**Work item A:**
In the Full Circle post, transcribe the part starting with "I wrote about" and going on through "he was with.".
**Work item B:**
List the pieces of furniture and equipment that the Full Circle post says the writer wants to keep for the new home office.

Full Circle

I’ve been going through boxes of papers and mementos that were stored in the junk room that I called my office. I’m trying to get through all the crap that I’ve kept, most of it for no apparent reason, in an effort to move my home office into the bigger bedroom with only the things that are important. Like a desk, and a my computers. Maybe a file cabinet. You know: office stuff. They might fit now that I’m filling a trash can every weekend with shredded papers and other assorted crap not worthy of donating.

I wrote about what I found on this archaeological dig through that room last week. The more I think about my premarital counseling, the more I give credit to that minister that tried his best to talk us out of it. We thought he was SO WRONG. Go figure. We were both so busy defending the relationship that we both dreamed we had, that we didn’t take time to look at the reality. Preacherman was right. I’d go tell him that if I remembered his name or what church he was with.

I also found another of minime’s report cards. Fourth grade this time. She still couldn’t finish things on time or pay attention, but she did get straight “+” grades (that’s the best grade in that grading system). She hasn’t changed much. She’s still smart as hell but only applies herself when it’s necessary or interesting. She’s 23 now. She’s applied herself to finding a job. It was necessary, and as things turn out, it looks like she’s found an interesting one too. I hope it’s a good experience for her.

Going through these boxes though, it was inevitable. I was bound to find some things that remind me personally of where I’ve been, what I’ve come out of, and how strong I’ve become because of it.

**Input data:**
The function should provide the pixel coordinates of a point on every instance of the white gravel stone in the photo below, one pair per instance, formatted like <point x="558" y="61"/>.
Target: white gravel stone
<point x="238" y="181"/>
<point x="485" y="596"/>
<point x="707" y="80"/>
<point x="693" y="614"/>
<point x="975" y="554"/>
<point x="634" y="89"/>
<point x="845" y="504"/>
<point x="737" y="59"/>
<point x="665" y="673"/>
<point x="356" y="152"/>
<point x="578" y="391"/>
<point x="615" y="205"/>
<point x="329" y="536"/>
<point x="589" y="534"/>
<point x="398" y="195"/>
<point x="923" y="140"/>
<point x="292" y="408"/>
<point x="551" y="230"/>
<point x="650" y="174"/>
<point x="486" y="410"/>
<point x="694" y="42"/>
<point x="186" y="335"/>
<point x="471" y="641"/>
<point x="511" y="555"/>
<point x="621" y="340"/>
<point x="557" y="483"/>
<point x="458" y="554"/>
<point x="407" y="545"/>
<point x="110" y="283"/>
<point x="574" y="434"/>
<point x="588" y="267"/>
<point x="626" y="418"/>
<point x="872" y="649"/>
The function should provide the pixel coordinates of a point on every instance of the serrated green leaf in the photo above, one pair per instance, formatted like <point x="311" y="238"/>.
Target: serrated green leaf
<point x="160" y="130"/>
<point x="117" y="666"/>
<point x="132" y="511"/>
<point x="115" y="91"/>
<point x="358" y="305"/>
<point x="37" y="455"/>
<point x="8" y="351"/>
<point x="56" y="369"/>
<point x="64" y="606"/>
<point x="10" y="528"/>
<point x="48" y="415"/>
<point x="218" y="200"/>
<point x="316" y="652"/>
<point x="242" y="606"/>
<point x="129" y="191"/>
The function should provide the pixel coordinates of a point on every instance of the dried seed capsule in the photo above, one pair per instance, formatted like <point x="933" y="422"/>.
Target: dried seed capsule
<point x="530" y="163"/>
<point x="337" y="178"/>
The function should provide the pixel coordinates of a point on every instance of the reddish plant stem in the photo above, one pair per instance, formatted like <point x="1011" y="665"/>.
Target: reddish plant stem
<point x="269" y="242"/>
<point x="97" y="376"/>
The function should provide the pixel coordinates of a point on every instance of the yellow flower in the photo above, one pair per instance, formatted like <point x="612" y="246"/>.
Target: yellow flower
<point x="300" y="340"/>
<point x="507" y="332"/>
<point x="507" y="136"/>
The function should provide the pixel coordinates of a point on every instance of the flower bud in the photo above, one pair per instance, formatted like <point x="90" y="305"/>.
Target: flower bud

**Exercise response A:**
I wrote about what I found on this archaeological dig through that room last week. The more I think about my premarital counseling, the more I give credit to that minister that tried his best to talk us out of it. We thought he was SO WRONG. Go figure. We were both so busy defending the relationship that we both dreamed we had, that we didn’t take time to look at the reality. Preacherman was right. I’d go tell him that if I remembered his name or what church he was with.

**Exercise response B:**
- A desk
- Computers
- A file cabinet